[THINGS TO DO]
a: Translate this sentence from the referee report into French: "If the central claims hold, the work would represent a meaningful advance in dataset provenance tracking by moving beyond single-point watermarking to multi-scale detection with formal grounding."
b: Write out the passage of the referee report starting at "- [Experimental evaluation]" and ending at "to an appendix.", word for word.
== DOCUMENT SECTION
Significance. If the central claims hold, the work would represent a meaningful advance in dataset provenance tracking by moving beyond single-point watermarking to multi-scale detection with formal grounding. The scale of the experimental evaluation (16 base datasets, 320 regenerations, 590 models) and the attempt to derive fundamental limits via learning theory are clear strengths that would support impact in the data-protection and ML-security communities.
major comments (1)
- [Abstract and learning-theoretic analysis] Abstract and learning-theoretic analysis: the claim that 'regeneration that preserves model utility inevitably preserves measurable signals across multiple feature scales' and that the analysis 'implies fundamental limits on evasive regeneration' is load-bearing for the identification accuracy of DIPBox. The analysis does not appear to state explicit assumptions on the class of allowed regenerations (e.g., whether regenerations are restricted to convex combinations, fixed model architectures, or particular divergence families). Without such restrictions it remains possible to construct utility-preserving regenerations that drive the four chosen metrics below detection thresholds, falsifying the inevitability premise.
minor comments (2)
- [Experimental evaluation] The abstract states experiments cover '16 vision and text base datasets' but does not enumerate them; an explicit list (with references) in §5 or the experimental setup would improve reproducibility.
- [Metrics definition] Notation for the four similarity metrics is introduced in the abstract but their precise mathematical definitions (including any hyperparameters) should be stated with numbered equations in the main body rather than deferred to an appendix.
Simulated Author's Rebuttal
We thank the referee for their constructive feedback and for recognizing the scale of our experimental evaluation and the learning-theoretic contributions. We address the single major comment below, proposing a targeted revision to clarify assumptions in the analysis section.
read point-by-point responses
-
Referee: Abstract and learning-theoretic analysis: the claim that 'regeneration that preserves model utility inevitably preserves measurable signals across multiple feature scales' and that the analysis 'implies fundamental limits on evasive regeneration' is load-bearing for the identification accuracy of DIPBox. The analysis does not appear to state explicit assumptions on the class of allowed regenerations (e.g., whether regenerations are restricted to convex combinations, fixed model architectures, or particular divergence families). Without such restrictions it remains possible to construct utility-preserving regenerations that drive the four chosen metrics below detection thresholds, falsifying the inevitability premise.
====
== EXTRACTED MATERIAL
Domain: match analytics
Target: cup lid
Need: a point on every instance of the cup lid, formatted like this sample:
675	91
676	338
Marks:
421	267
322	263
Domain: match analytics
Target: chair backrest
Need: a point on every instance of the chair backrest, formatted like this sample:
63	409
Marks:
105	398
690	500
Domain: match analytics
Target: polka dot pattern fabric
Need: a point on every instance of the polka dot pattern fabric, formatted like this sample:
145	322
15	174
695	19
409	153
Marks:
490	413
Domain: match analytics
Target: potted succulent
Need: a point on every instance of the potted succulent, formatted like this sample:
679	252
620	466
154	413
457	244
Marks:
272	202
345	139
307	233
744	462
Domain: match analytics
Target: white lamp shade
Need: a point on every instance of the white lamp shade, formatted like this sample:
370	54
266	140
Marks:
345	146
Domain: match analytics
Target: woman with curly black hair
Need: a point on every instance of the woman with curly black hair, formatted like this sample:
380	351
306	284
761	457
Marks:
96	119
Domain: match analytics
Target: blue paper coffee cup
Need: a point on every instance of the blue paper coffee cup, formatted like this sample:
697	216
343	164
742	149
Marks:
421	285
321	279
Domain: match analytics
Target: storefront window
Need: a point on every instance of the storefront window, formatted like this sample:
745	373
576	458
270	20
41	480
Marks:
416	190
====
[ANSWERS BY ITEM NUMBER]
a: Si les affirmations centrales se vérifient, ce travail représenterait une avancée significative dans le suivi de la provenance des jeux de données, en dépassant le tatouage ponctuel pour aller vers une détection multi-échelle reposant sur des fondements formels.

b:
- [Experimental evaluation] The abstract states experiments cover '16 vision and text base datasets' but does not enumerate them; an explicit list (with references) in §5 or the experimental setup would improve reproducibility.
- [Metrics definition] Notation for the four similarity metrics is introduced in the abstract but their precise mathematical definitions (including any hyperparameters) should be stated with numbered equations in the main body rather than deferred to an appendix.